> [Text passage]:
+ + +
English cookery writer (1852–1905)

Agnes Bertha Marshall (born Agnes Beere Smith; 24 August 1852 – 29 July 1905) was an English culinary entrepreneur, inventor, and celebrity chef. An unusually prominent businesswoman for her time, Marshall was particularly known for her work on ice cream and other frozen desserts, which in Victorian England earned her the moniker "Queen of Ices". Marshall popularised ice cream in England and elsewhere at a time when it was still a novelty and is often regarded as the inventor of the modern ice cream cone. Through her work, Marshall may be largely responsible for both the look and popularity of ice cream today.

She began her career in 1883 through the founding of the Marshall's School of Cookery, which taught high-end English and French cuisine and grew to be a renowned culinary school. She wrote four well-received cookbooks, two of which were devoted to ice cream and other desserts. Together with her husband Alfred, Marshall operated a variety of different businesses. From 1886 onward, she published her own magazine, The Table, which included weekly recipes and at times articles written by Marshall on various topics, both serious and frivolous.

Although she was one of the most celebrated cooks of her time and one of the foremost cookery writers of the Victorian age, Marshall rapidly faded into obscurity after her death and was largely forgotten. However, technology invented or conceptualised by Marshall, including her ice cream freezer and the idea of creating ice cream with the use of liquid nitrogen, have since become repopularised.
+ + +
> [Tasks to complete]:
1 - Answer these from the passage about Agnes Marshall:
(a) What was her name at birth?
(b) In what year did she found her cookery school?
(c) What was the name of the magazine she published?
2 - List every year that appears in the passage about Agnes Marshall.
3 - Write the next paragraph of the passage about Agnes Marshall.
The material that comes next was taken from a separate source.

> [Referring expression pointing data]:
+ + +
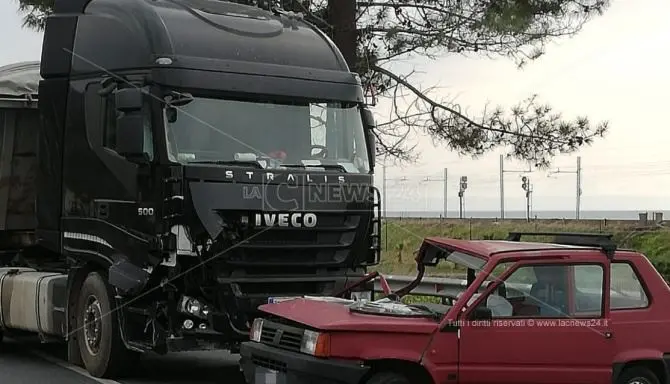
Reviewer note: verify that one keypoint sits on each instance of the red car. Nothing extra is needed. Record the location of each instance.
(532, 313)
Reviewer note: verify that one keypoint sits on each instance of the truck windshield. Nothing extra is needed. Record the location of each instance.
(229, 131)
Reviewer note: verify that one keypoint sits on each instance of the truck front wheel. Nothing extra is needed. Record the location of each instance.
(388, 378)
(100, 344)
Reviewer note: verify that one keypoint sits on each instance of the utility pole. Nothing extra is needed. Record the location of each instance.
(384, 188)
(444, 193)
(578, 192)
(461, 193)
(528, 187)
(502, 189)
(502, 184)
(342, 17)
(579, 187)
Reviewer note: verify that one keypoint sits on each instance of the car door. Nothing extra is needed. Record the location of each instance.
(550, 339)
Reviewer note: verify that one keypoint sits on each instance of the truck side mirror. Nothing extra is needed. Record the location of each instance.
(129, 99)
(481, 313)
(130, 135)
(370, 125)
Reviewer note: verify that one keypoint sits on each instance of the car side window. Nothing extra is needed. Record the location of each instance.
(588, 290)
(626, 290)
(543, 291)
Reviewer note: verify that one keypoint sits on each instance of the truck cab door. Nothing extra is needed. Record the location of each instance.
(113, 172)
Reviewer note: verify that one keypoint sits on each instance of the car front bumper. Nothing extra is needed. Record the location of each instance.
(263, 364)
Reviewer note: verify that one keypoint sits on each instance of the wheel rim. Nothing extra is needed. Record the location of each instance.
(93, 325)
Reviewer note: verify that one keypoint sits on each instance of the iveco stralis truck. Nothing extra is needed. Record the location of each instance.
(170, 165)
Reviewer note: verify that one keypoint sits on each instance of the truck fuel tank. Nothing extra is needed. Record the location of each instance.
(33, 301)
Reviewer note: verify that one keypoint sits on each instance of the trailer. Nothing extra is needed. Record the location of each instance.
(167, 166)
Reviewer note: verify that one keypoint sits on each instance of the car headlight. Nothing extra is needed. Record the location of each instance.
(256, 330)
(315, 343)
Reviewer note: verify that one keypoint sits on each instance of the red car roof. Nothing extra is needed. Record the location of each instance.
(488, 248)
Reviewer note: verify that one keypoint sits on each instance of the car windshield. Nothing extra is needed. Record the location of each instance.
(272, 134)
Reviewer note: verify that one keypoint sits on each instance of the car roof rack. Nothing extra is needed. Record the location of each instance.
(601, 240)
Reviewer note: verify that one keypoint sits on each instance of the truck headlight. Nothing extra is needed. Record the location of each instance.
(315, 343)
(256, 330)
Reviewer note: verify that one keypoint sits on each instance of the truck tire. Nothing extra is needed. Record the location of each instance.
(638, 375)
(388, 378)
(100, 345)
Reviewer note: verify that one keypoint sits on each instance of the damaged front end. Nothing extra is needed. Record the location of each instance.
(222, 256)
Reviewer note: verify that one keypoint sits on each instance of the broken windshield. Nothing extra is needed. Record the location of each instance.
(208, 130)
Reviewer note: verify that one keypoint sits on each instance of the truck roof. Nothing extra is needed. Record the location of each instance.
(20, 79)
(124, 34)
(489, 248)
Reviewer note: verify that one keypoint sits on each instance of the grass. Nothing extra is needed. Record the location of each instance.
(401, 238)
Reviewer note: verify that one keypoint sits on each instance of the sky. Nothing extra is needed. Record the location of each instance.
(615, 69)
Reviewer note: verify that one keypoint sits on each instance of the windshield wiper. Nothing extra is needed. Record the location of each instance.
(324, 166)
(433, 313)
(238, 163)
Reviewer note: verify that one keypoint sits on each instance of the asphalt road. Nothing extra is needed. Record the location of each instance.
(30, 362)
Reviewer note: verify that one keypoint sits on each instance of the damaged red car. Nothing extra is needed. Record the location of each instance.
(575, 310)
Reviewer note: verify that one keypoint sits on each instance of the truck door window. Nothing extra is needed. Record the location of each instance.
(626, 290)
(109, 128)
(543, 291)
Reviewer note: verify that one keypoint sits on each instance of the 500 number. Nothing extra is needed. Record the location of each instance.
(145, 211)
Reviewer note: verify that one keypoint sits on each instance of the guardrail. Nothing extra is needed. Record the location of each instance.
(429, 286)
(450, 287)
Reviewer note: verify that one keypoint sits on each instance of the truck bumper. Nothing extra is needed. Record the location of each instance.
(261, 364)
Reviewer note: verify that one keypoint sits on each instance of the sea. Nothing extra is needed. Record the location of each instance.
(584, 215)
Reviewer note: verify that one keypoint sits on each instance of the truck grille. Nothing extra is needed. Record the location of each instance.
(281, 336)
(332, 242)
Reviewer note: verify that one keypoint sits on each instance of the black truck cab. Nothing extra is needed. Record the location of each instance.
(203, 156)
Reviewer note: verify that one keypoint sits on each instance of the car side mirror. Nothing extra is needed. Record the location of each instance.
(481, 313)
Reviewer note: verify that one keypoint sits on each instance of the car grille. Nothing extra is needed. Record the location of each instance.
(281, 336)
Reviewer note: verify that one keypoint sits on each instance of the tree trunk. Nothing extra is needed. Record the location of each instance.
(342, 16)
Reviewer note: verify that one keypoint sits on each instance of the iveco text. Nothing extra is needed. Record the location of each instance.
(286, 219)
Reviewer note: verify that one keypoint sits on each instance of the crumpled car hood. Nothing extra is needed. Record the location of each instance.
(335, 315)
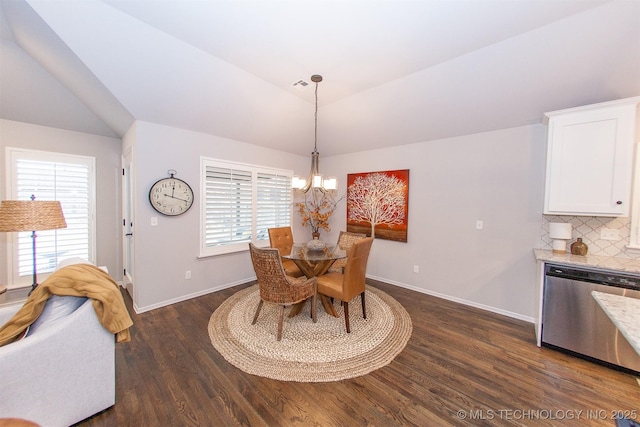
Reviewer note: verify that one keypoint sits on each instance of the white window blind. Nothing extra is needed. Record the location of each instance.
(240, 203)
(52, 176)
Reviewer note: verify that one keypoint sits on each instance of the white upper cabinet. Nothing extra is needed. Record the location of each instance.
(590, 159)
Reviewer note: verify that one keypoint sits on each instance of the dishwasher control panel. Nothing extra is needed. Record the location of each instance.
(602, 277)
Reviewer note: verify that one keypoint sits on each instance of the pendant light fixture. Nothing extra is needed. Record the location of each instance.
(315, 180)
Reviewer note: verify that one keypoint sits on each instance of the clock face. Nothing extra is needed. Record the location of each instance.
(171, 196)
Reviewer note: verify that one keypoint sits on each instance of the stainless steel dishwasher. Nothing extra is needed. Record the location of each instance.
(572, 319)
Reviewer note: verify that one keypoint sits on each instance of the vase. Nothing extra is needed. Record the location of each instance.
(316, 244)
(579, 247)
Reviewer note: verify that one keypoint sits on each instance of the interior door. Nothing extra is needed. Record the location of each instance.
(127, 222)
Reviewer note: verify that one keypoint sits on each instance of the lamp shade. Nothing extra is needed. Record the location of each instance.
(31, 215)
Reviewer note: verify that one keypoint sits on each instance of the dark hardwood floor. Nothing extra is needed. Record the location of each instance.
(462, 366)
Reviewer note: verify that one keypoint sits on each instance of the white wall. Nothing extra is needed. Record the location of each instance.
(497, 177)
(108, 172)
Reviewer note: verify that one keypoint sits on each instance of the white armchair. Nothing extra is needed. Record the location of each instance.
+ + +
> [Answer set]:
1 -
(a) Agnes Beere Smith
(b) 1883
(c) The Table

2 - 1852, 1905, 1883, 1886

3 -
== Personal life ==
For years it was believed that Agnes Bertha Smith was born on 24 August 1855 in Walthamstow, Essex, and was the daughter of John Smith, who worked as a clerk, and his wife Susan.

Recent research has discovered that she was three years older than she claimed; and her birth certificate shows that she was in fact born on 24 August 1852 in Haggerston, in the East End of London, as Agnes Beere Smith, the illegitimate daughter of Susan Smith. Her birth was registered in the customary fashion for illegitimate births under her mother's surname, and giving the father's name, 'Beere', as an extra forename. She was raised by her maternal grandmother, Sarah Smith, in Walthamstow, and can be found living there in the 1861 census.

Her mother Susan then had three further illegitimate children with a man named Charles Wells: Mary Sarah Wells Smith (1859), John Osborn Wells Smith (1863) and Ada Martha Wells Smith (1868). Susan and Charles Wells were married in 1869, and the children thereafter discarded the surname Smith.

Nothing is known of how, where or when she learned to cook. According to a later article in the Pall Mall Gazette, she had "made a thorough study of cookery since she was a child, and has practiced at Paris and with Vienna's celebrated chefs". In the preface to her first book, Marshall wrote that she had received "practical training and lessons, through several years, from leading English and Continental authorities". This seems unlikely, coming from a poor background in the East End of London, and the 1878 birth certificate for her daughter Ethel describes her as a domestic servant. She is probably the eighteen year-old, born in Walthamstow, working as a kitchen maid in Ayot St Lawrence, Herts., in the 1871 census.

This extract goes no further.